_INSTRUCTIONS FOR THE TASK_: Find and copy every line in the records that includes the string "petal".

[Opening DATA SUPPLIED section]

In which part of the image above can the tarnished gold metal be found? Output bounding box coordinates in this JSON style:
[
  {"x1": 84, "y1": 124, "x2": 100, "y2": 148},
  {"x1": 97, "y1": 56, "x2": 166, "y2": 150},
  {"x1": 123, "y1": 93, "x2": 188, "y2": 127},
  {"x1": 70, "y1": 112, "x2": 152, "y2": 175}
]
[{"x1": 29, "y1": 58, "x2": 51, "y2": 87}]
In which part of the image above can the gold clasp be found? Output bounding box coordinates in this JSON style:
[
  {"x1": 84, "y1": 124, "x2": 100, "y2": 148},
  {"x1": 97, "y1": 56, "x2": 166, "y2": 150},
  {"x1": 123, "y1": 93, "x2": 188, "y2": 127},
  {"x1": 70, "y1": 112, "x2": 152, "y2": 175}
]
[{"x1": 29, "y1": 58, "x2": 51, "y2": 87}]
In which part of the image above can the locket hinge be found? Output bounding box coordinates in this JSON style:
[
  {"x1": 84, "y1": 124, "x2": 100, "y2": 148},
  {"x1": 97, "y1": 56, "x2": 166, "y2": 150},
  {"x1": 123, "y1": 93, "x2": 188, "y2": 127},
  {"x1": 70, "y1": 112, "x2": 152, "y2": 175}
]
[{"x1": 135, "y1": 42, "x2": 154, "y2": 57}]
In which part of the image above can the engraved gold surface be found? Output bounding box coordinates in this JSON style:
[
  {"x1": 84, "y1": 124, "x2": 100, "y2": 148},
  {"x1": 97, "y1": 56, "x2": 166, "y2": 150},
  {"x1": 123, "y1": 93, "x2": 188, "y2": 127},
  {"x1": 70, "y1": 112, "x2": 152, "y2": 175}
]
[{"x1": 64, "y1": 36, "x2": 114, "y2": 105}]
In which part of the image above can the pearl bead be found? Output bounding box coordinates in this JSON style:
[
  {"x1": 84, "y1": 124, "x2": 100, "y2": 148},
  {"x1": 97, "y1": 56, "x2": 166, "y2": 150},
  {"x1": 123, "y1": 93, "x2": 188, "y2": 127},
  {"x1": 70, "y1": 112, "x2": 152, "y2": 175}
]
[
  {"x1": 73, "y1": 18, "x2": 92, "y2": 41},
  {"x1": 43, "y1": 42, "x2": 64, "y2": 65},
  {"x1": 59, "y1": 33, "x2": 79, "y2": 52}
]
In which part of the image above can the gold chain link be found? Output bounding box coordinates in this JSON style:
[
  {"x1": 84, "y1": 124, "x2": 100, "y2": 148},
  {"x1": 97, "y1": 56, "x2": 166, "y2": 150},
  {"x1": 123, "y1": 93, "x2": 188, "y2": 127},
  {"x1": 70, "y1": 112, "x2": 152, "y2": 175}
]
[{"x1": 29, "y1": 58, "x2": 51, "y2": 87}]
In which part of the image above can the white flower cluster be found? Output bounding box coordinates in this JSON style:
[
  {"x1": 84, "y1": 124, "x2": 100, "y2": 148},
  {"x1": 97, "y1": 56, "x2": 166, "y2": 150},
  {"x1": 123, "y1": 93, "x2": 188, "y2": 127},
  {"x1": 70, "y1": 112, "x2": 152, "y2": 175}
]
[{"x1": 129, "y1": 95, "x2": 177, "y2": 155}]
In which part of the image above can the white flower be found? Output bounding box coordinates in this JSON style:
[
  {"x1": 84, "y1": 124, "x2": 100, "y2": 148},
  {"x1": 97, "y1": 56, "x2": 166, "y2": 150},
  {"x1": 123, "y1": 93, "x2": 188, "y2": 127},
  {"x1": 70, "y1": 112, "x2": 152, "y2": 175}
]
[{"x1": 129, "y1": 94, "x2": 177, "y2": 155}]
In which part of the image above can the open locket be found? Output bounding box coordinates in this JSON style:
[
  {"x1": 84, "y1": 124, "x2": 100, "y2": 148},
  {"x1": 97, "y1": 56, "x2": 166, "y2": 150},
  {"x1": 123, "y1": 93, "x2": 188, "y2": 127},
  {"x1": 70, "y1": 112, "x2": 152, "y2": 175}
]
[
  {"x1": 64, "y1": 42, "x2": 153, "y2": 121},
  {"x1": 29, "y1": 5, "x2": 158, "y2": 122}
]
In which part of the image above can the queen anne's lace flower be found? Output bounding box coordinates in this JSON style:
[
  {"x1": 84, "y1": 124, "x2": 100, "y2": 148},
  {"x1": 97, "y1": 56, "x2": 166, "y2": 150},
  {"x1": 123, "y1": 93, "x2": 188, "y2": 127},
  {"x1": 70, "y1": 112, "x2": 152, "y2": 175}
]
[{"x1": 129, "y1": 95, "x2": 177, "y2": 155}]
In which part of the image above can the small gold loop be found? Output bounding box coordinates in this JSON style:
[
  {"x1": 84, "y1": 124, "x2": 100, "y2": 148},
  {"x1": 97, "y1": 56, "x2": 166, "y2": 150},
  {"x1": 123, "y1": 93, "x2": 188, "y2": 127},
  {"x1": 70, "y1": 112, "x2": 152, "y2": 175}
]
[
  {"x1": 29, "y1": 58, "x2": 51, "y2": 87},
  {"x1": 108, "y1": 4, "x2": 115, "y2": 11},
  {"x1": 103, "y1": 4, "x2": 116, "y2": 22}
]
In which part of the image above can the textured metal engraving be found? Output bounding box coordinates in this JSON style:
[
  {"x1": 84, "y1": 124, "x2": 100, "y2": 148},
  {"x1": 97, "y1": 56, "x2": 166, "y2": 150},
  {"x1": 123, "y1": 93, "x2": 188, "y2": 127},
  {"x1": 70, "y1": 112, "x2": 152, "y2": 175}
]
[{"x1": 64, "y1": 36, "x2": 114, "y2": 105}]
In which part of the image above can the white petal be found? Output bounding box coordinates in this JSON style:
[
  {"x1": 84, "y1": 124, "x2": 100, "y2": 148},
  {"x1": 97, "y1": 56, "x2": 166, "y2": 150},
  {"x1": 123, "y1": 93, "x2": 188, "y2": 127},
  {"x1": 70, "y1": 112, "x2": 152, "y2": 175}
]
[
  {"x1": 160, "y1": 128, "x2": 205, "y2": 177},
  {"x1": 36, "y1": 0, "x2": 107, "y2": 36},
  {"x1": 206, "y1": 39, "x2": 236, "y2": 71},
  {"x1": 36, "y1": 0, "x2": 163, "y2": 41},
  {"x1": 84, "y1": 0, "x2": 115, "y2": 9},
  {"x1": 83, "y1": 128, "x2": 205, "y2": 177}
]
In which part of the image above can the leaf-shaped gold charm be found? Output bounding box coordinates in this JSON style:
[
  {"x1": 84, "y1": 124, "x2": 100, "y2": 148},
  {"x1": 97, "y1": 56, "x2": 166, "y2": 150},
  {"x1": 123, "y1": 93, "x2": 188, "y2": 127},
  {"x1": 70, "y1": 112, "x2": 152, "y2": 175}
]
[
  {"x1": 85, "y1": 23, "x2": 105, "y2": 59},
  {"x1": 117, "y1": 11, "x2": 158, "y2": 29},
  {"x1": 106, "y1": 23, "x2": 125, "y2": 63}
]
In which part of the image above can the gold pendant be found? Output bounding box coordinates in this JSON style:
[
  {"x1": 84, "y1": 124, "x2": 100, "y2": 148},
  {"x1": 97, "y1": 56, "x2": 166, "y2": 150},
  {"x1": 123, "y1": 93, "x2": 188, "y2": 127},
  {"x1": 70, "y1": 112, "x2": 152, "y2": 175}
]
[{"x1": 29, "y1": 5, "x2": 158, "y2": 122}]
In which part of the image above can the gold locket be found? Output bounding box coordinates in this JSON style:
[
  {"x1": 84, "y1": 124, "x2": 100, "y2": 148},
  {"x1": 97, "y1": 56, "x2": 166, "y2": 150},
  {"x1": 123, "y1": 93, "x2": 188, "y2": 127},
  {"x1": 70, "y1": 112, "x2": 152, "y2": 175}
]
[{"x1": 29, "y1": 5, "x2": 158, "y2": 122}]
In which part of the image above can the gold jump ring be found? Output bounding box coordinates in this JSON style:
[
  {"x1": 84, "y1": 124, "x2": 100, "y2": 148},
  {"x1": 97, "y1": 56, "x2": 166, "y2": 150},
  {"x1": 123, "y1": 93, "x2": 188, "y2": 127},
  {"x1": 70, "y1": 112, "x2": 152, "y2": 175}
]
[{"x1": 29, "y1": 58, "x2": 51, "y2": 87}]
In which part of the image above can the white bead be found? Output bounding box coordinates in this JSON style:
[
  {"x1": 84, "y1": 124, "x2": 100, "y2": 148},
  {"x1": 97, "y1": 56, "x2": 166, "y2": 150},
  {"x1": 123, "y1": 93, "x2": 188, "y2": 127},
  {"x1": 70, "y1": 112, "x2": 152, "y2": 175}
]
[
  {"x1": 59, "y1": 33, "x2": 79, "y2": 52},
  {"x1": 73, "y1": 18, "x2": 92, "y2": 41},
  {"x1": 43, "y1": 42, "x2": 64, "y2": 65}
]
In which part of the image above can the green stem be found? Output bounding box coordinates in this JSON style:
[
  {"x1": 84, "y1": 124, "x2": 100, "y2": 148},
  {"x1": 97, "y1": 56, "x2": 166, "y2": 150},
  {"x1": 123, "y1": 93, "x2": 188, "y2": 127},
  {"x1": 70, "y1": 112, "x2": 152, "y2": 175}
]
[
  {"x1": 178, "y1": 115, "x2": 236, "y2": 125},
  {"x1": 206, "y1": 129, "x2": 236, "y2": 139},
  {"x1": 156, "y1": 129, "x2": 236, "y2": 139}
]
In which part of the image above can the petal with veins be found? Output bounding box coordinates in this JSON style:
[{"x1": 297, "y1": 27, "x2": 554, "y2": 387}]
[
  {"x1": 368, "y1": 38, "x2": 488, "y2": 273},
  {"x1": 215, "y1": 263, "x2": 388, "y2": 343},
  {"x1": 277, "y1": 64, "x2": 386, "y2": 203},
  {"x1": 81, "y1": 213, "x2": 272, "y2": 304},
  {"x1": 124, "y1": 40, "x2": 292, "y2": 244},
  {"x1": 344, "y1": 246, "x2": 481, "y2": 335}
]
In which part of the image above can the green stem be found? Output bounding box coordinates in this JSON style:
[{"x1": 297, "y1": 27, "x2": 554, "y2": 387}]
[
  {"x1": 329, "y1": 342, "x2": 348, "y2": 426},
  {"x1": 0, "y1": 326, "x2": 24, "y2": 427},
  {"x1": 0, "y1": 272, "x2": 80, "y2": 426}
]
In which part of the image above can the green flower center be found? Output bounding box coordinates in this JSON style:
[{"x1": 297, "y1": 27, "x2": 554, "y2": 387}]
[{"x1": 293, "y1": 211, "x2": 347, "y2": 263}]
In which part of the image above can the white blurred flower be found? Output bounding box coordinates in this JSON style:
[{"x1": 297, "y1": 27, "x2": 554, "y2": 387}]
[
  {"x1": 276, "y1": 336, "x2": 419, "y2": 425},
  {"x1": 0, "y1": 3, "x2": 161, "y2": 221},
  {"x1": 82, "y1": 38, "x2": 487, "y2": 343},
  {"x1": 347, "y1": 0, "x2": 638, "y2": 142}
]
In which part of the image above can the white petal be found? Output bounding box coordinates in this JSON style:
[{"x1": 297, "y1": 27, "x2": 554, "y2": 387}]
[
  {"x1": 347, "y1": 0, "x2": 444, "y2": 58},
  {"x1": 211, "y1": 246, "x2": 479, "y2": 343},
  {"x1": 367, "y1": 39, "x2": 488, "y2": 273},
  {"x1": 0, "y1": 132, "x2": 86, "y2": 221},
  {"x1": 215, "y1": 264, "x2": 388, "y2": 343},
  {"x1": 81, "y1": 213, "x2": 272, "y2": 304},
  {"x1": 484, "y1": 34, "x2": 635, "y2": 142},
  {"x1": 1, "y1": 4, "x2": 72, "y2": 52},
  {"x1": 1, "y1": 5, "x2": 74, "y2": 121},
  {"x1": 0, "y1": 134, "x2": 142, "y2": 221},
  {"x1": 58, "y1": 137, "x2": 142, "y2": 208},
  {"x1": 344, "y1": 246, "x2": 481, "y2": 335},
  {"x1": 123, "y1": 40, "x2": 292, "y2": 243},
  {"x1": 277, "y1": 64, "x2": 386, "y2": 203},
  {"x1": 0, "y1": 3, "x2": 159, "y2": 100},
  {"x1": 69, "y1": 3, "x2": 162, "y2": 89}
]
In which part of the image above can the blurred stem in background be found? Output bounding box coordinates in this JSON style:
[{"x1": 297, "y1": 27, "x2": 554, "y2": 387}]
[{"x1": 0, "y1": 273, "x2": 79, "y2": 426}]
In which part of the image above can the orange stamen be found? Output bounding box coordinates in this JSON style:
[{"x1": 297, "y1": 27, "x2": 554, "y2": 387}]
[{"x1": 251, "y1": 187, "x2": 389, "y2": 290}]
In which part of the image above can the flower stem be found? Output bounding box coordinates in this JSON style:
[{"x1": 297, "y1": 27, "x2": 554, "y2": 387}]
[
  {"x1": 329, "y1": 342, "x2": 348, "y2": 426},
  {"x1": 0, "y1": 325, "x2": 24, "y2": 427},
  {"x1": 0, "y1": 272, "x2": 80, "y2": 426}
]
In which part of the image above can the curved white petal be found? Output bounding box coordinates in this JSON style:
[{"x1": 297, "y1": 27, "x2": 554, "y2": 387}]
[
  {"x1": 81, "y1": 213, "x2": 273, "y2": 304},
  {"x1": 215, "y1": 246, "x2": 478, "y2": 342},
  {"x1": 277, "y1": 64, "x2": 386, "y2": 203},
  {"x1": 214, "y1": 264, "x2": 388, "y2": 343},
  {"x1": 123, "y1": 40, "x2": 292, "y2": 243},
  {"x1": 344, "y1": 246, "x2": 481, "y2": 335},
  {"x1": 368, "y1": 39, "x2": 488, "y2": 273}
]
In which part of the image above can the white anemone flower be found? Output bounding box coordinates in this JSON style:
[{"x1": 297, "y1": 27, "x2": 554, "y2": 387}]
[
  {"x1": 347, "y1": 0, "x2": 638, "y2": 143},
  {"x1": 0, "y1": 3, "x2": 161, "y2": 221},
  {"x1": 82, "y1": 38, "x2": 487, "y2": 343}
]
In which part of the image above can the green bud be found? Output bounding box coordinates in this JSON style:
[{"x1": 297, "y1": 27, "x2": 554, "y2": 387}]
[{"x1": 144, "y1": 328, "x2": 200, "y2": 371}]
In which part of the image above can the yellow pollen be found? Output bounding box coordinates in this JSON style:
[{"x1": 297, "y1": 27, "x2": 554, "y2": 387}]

[Closing DATA SUPPLIED section]

_SOLVED EXERCISE_:
In which part of the image above can the white petal be found? Output bounding box coordinates in this JSON style:
In which part of the image above can the petal with veins be found? Output bounding box coordinates in this JSON style:
In which part of the image above can the white petal be found? Output bounding box coordinates in this JSON style:
In which part of the image above can the curved white petal be found? Output bounding box coordinates in this JSON style:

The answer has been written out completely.